WHAT IS NEEDED:
Once you reach the line containing "For every instance of the pink flower spike" in the entries below, write out that line and each one after it down to the line containing "For every instance of the pale", exactly and with nothing added.

SUPPLIED DATA:
*** Block opens ***
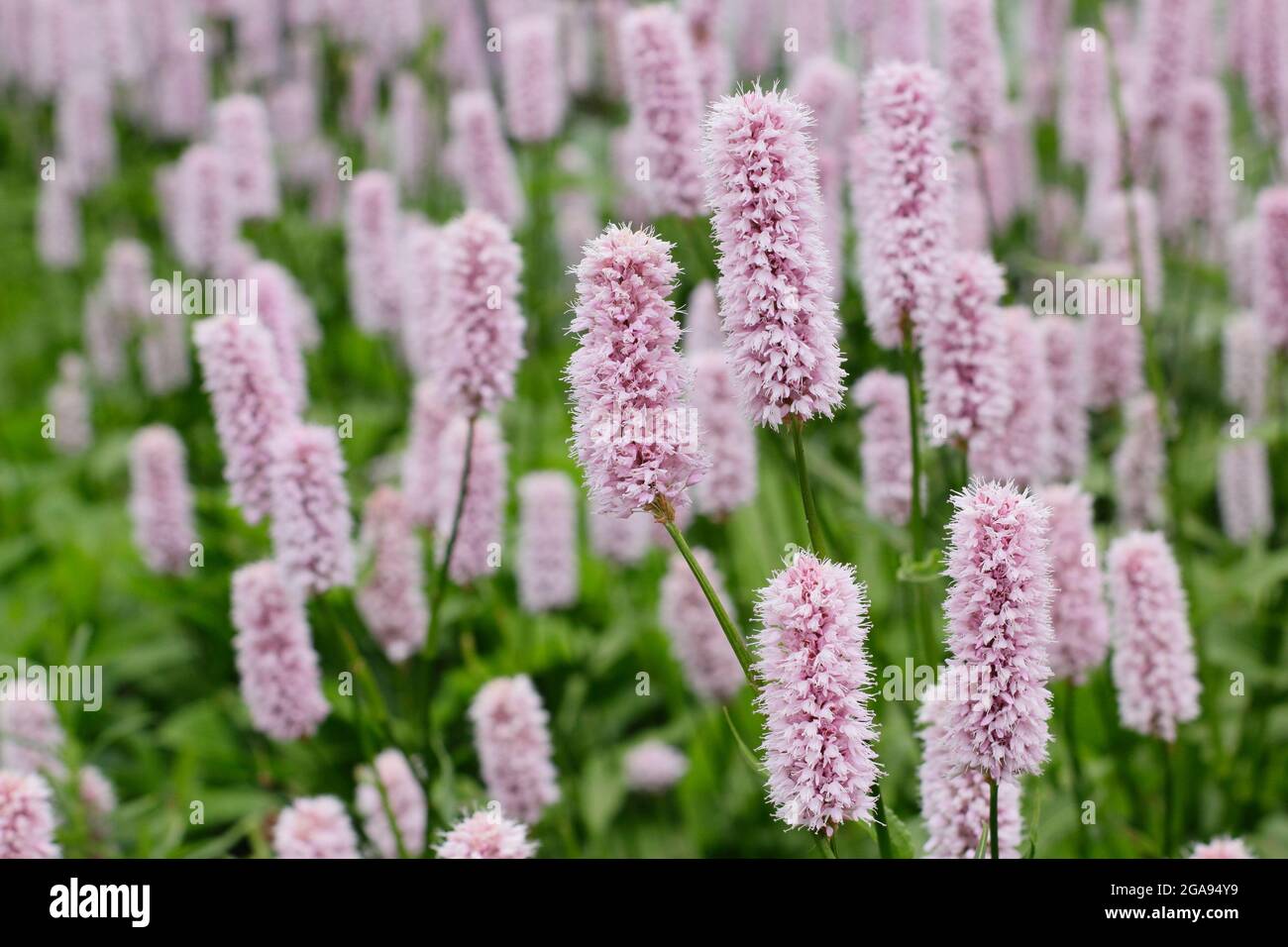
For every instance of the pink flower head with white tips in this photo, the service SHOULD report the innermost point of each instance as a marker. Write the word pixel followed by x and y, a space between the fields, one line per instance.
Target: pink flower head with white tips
pixel 776 281
pixel 999 612
pixel 819 733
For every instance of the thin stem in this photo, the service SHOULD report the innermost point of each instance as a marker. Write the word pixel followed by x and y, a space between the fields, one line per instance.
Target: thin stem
pixel 811 521
pixel 732 634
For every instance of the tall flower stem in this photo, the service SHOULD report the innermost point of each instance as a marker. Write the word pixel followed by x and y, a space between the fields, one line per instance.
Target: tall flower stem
pixel 811 521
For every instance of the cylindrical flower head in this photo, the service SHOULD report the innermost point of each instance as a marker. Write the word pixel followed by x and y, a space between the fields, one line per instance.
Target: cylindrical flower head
pixel 1078 616
pixel 1065 360
pixel 906 204
pixel 729 437
pixel 532 77
pixel 483 509
pixel 511 736
pixel 1020 447
pixel 625 541
pixel 632 432
pixel 243 134
pixel 709 667
pixel 776 281
pixel 1270 292
pixel 977 75
pixel 1140 466
pixel 278 668
pixel 964 348
pixel 666 103
pixel 26 817
pixel 484 835
pixel 954 801
pixel 999 613
pixel 406 801
pixel 653 767
pixel 314 827
pixel 277 307
pixel 250 405
pixel 161 499
pixel 1245 365
pixel 819 733
pixel 372 252
pixel 391 594
pixel 481 158
pixel 887 447
pixel 481 325
pixel 1243 491
pixel 420 480
pixel 312 527
pixel 1153 665
pixel 548 567
pixel 205 208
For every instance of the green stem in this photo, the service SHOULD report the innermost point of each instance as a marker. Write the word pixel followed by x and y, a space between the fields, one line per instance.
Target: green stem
pixel 811 521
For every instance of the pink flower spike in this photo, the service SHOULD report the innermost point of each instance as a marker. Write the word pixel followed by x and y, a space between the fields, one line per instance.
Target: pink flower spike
pixel 776 281
pixel 1153 665
pixel 511 735
pixel 314 827
pixel 250 405
pixel 485 835
pixel 278 668
pixel 999 613
pixel 819 733
pixel 161 499
pixel 632 432
pixel 391 594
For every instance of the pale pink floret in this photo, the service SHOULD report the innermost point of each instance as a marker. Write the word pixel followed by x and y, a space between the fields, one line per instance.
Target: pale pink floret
pixel 312 527
pixel 887 445
pixel 314 827
pixel 372 252
pixel 709 667
pixel 954 800
pixel 1140 464
pixel 420 480
pixel 1020 447
pixel 632 432
pixel 406 801
pixel 391 592
pixel 250 405
pixel 666 99
pixel 964 350
pixel 26 817
pixel 999 613
pixel 1065 357
pixel 905 202
pixel 819 732
pixel 1153 667
pixel 653 767
pixel 278 668
pixel 481 328
pixel 485 835
pixel 1270 292
pixel 483 509
pixel 532 77
pixel 161 499
pixel 548 566
pixel 776 279
pixel 973 59
pixel 482 158
pixel 1243 491
pixel 728 436
pixel 511 736
pixel 1223 847
pixel 1080 618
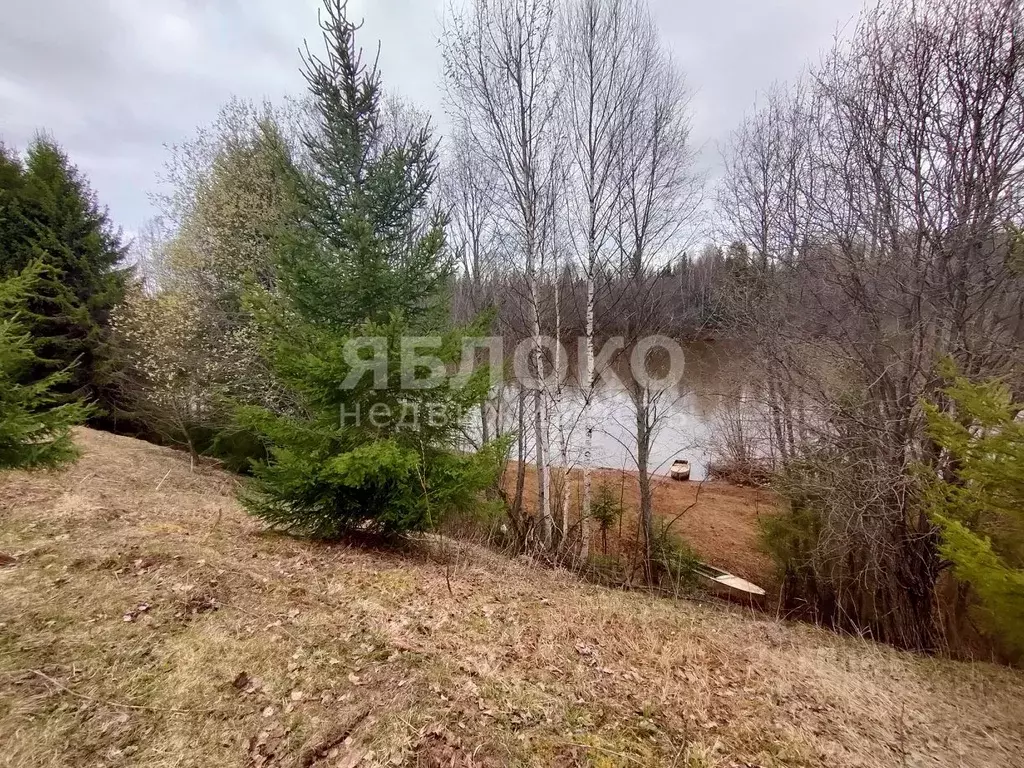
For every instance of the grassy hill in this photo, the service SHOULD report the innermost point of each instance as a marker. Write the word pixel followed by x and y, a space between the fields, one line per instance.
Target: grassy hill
pixel 145 621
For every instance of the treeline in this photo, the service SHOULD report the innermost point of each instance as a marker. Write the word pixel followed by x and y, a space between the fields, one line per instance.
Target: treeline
pixel 690 296
pixel 880 200
pixel 60 276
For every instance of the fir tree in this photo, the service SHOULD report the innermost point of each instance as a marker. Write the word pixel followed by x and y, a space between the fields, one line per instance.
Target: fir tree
pixel 978 502
pixel 49 214
pixel 35 428
pixel 367 259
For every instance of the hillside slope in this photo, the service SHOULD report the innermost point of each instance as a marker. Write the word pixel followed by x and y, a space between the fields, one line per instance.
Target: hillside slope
pixel 146 621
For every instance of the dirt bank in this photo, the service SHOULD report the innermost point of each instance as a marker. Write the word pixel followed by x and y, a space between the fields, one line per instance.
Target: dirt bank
pixel 146 621
pixel 718 520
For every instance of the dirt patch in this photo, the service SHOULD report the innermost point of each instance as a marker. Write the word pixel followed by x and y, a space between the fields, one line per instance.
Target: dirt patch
pixel 457 655
pixel 720 521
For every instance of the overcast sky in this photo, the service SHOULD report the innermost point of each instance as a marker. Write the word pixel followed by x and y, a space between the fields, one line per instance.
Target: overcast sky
pixel 115 81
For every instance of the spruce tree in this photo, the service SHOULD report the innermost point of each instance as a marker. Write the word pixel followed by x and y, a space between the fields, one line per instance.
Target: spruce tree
pixel 35 428
pixel 367 258
pixel 49 214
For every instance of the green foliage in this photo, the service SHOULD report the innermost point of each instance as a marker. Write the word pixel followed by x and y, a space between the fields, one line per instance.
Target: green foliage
pixel 35 428
pixel 674 559
pixel 49 214
pixel 370 245
pixel 978 500
pixel 606 510
pixel 365 259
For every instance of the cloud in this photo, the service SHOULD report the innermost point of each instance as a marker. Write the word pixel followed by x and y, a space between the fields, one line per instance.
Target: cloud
pixel 116 81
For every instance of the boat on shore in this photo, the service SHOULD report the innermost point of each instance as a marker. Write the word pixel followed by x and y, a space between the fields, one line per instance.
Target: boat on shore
pixel 680 470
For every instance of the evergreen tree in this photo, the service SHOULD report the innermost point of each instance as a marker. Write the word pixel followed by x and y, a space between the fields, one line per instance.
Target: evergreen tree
pixel 49 214
pixel 35 429
pixel 367 259
pixel 978 502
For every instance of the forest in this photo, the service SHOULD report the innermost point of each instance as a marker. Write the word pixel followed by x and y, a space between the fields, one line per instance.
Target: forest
pixel 861 252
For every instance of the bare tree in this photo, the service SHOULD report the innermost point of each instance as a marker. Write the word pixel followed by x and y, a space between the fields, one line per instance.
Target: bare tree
pixel 501 79
pixel 908 181
pixel 656 197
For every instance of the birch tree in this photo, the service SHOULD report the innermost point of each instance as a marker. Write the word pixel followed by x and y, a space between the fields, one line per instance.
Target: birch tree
pixel 500 67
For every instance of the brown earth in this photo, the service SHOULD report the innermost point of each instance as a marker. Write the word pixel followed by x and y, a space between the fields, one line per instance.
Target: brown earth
pixel 717 519
pixel 146 621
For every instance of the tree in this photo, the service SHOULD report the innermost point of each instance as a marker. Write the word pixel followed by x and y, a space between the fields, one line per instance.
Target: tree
pixel 51 215
pixel 187 344
pixel 657 195
pixel 501 78
pixel 977 498
pixel 365 259
pixel 35 425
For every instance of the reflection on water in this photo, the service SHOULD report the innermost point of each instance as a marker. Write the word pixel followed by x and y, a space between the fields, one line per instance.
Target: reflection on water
pixel 684 425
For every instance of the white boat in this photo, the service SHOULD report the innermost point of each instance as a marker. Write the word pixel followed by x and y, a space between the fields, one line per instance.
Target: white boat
pixel 680 470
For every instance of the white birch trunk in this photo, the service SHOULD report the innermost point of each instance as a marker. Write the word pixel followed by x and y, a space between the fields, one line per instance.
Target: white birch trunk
pixel 588 448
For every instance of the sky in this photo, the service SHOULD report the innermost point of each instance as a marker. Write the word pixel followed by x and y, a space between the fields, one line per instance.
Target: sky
pixel 117 81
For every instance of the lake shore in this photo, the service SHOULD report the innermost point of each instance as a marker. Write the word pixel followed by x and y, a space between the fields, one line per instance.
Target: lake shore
pixel 719 520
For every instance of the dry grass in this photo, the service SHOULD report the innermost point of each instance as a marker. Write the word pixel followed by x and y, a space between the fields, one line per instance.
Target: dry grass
pixel 718 520
pixel 146 621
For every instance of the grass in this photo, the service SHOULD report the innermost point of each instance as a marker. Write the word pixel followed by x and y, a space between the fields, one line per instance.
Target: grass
pixel 147 622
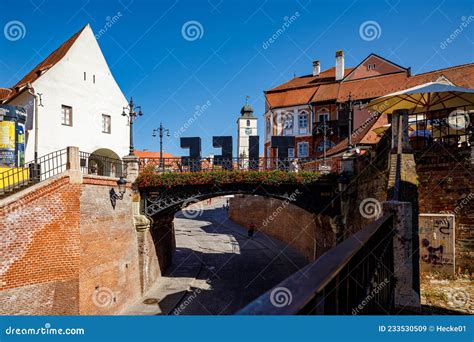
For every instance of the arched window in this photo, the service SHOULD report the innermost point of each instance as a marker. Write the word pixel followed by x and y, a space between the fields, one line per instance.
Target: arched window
pixel 288 123
pixel 303 122
pixel 323 115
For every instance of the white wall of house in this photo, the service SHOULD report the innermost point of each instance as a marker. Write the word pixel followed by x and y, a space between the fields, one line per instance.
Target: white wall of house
pixel 245 129
pixel 64 84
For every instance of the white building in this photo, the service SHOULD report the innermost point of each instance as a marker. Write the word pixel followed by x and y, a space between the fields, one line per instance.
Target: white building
pixel 246 126
pixel 75 101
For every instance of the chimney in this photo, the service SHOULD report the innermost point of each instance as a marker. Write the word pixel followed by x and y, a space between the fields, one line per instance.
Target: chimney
pixel 339 65
pixel 316 68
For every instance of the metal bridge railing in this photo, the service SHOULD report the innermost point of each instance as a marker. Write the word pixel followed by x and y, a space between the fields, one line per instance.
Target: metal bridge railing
pixel 187 164
pixel 93 164
pixel 33 172
pixel 354 277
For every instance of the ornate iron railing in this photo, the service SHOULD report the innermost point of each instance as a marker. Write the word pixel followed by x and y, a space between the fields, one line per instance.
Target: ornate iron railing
pixel 93 164
pixel 33 172
pixel 354 277
pixel 187 164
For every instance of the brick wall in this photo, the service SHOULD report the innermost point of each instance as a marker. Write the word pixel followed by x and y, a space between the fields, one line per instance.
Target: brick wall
pixel 109 270
pixel 310 235
pixel 449 188
pixel 39 234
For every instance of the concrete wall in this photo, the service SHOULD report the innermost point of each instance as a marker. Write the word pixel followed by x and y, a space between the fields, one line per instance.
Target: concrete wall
pixel 309 234
pixel 65 250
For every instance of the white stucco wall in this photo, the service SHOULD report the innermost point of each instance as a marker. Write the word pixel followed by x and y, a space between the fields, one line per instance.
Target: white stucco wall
pixel 64 84
pixel 242 137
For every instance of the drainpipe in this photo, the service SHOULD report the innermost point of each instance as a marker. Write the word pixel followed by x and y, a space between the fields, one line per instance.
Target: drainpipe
pixel 32 92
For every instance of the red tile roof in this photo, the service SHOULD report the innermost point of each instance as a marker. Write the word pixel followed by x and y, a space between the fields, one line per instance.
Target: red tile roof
pixel 325 88
pixel 43 67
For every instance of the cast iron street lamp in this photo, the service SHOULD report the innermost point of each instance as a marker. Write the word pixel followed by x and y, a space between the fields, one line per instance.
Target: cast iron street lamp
pixel 161 131
pixel 122 185
pixel 349 106
pixel 132 116
pixel 325 130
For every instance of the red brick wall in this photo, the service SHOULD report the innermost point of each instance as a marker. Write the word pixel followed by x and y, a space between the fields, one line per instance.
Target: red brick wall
pixel 65 250
pixel 109 272
pixel 39 235
pixel 449 188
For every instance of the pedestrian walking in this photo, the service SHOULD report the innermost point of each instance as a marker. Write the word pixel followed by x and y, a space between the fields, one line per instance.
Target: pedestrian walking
pixel 251 230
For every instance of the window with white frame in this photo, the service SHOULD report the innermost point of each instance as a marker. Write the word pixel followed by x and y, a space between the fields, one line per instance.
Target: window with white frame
pixel 288 124
pixel 66 115
pixel 303 149
pixel 303 123
pixel 106 123
pixel 291 152
pixel 268 126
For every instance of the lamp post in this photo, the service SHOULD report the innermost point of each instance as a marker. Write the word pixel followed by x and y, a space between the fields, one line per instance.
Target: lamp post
pixel 325 130
pixel 161 131
pixel 132 116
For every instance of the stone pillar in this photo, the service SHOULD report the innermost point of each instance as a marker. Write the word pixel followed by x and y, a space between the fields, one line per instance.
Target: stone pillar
pixel 132 167
pixel 404 264
pixel 400 141
pixel 73 165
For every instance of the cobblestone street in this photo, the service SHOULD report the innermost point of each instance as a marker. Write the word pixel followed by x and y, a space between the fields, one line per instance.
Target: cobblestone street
pixel 216 268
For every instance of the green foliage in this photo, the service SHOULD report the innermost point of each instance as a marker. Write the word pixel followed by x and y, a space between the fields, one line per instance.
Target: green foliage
pixel 150 178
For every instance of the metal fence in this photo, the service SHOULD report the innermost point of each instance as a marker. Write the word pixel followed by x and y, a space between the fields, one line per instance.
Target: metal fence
pixel 33 172
pixel 94 164
pixel 354 277
pixel 187 164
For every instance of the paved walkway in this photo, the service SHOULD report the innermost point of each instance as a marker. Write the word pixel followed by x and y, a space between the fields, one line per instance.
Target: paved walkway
pixel 216 269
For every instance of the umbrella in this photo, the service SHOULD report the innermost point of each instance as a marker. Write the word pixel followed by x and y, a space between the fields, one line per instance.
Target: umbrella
pixel 425 97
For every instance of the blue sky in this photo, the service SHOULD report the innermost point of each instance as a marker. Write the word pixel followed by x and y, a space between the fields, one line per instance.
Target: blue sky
pixel 230 57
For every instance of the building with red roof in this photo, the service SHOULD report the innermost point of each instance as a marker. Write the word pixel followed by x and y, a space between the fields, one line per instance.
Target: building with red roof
pixel 298 107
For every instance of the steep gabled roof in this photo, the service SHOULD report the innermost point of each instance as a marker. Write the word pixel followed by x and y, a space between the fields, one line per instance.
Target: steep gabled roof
pixel 43 67
pixel 384 67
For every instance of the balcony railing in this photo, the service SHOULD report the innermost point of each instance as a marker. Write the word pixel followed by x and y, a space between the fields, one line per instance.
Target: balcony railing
pixel 33 172
pixel 187 164
pixel 354 277
pixel 93 164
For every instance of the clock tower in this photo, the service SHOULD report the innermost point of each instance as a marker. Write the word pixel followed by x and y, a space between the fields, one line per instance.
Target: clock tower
pixel 246 126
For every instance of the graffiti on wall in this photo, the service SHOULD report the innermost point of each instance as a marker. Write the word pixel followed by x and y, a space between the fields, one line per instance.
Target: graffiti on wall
pixel 437 243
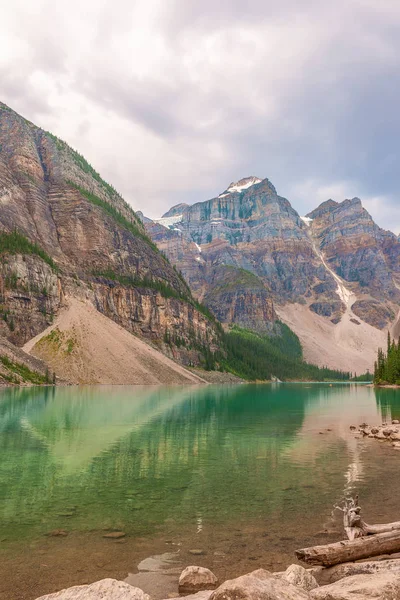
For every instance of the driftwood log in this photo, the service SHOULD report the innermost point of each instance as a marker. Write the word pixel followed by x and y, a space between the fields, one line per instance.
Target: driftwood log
pixel 354 525
pixel 351 550
pixel 364 541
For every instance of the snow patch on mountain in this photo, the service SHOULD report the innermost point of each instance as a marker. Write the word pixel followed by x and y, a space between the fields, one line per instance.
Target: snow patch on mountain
pixel 168 222
pixel 240 186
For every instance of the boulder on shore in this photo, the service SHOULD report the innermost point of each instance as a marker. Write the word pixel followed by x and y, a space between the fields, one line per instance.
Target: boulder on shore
pixel 259 585
pixel 106 589
pixel 326 576
pixel 196 579
pixel 300 577
pixel 380 586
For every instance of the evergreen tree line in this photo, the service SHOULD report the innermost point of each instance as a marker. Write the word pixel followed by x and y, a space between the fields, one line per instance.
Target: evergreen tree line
pixel 260 357
pixel 387 365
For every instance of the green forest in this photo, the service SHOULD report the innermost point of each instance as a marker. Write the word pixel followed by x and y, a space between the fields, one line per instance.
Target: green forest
pixel 387 365
pixel 253 356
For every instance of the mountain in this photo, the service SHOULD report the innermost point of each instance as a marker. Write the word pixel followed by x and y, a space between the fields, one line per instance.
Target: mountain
pixel 67 234
pixel 332 275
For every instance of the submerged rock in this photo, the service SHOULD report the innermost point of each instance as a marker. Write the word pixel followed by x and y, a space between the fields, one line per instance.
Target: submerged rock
pixel 196 579
pixel 115 535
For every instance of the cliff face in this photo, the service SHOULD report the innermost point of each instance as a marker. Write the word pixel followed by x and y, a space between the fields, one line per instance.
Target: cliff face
pixel 248 228
pixel 335 264
pixel 76 236
pixel 362 255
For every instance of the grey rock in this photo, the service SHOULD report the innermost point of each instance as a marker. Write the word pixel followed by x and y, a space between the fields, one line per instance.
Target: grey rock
pixel 259 585
pixel 196 579
pixel 380 586
pixel 106 589
pixel 300 577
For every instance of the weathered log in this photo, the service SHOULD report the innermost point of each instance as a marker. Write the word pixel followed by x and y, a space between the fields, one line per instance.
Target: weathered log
pixel 384 528
pixel 355 526
pixel 351 550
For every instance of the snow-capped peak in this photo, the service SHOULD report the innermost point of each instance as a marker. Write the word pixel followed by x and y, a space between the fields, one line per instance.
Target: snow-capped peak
pixel 240 186
pixel 307 220
pixel 168 222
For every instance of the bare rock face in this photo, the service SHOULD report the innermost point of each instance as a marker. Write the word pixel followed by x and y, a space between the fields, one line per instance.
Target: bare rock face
pixel 106 589
pixel 250 228
pixel 259 585
pixel 362 254
pixel 299 576
pixel 382 586
pixel 196 579
pixel 87 242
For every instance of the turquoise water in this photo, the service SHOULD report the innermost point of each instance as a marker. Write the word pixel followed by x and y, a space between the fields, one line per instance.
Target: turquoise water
pixel 154 461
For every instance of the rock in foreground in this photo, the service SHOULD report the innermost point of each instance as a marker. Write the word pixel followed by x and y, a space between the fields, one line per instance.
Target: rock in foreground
pixel 106 589
pixel 259 585
pixel 382 586
pixel 196 579
pixel 299 576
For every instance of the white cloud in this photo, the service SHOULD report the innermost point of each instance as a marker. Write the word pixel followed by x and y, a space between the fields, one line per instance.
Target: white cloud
pixel 171 101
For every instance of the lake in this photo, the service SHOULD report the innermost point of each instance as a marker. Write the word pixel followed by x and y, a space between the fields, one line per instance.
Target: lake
pixel 245 474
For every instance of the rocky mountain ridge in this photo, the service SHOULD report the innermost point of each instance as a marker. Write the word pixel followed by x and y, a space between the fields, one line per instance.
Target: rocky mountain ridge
pixel 65 232
pixel 335 262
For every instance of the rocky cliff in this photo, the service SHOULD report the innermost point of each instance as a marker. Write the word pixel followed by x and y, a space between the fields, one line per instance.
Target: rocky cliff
pixel 334 269
pixel 64 232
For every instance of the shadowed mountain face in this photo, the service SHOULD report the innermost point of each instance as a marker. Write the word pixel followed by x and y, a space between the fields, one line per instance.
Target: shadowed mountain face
pixel 66 232
pixel 334 261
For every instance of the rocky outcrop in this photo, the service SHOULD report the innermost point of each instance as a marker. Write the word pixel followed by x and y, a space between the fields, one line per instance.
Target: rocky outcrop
pixel 362 255
pixel 381 585
pixel 106 589
pixel 83 240
pixel 336 261
pixel 326 576
pixel 238 296
pixel 196 579
pixel 18 367
pixel 247 229
pixel 30 295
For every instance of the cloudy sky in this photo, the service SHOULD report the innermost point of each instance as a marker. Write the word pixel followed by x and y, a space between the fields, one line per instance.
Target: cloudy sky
pixel 171 100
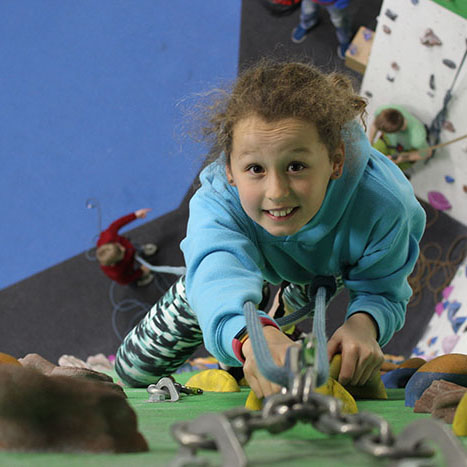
*** Block closes ***
REPLY:
For every instance of the pink flower spike in this photo, the service SHOULD report the innermost point of each instance as a marker. Write the word pixel followed by x and y, a space between the fields, one line per instance.
Target: pink flower spike
pixel 776 281
pixel 1153 665
pixel 511 735
pixel 314 827
pixel 250 405
pixel 485 835
pixel 278 668
pixel 999 613
pixel 819 733
pixel 161 499
pixel 632 432
pixel 391 594
For every instance of the pale pink floret in this photo, the service SHOULD report the innermost point of each instance as a marker. Write the word pixel followed by x and y, a space between the fields, one line per instance.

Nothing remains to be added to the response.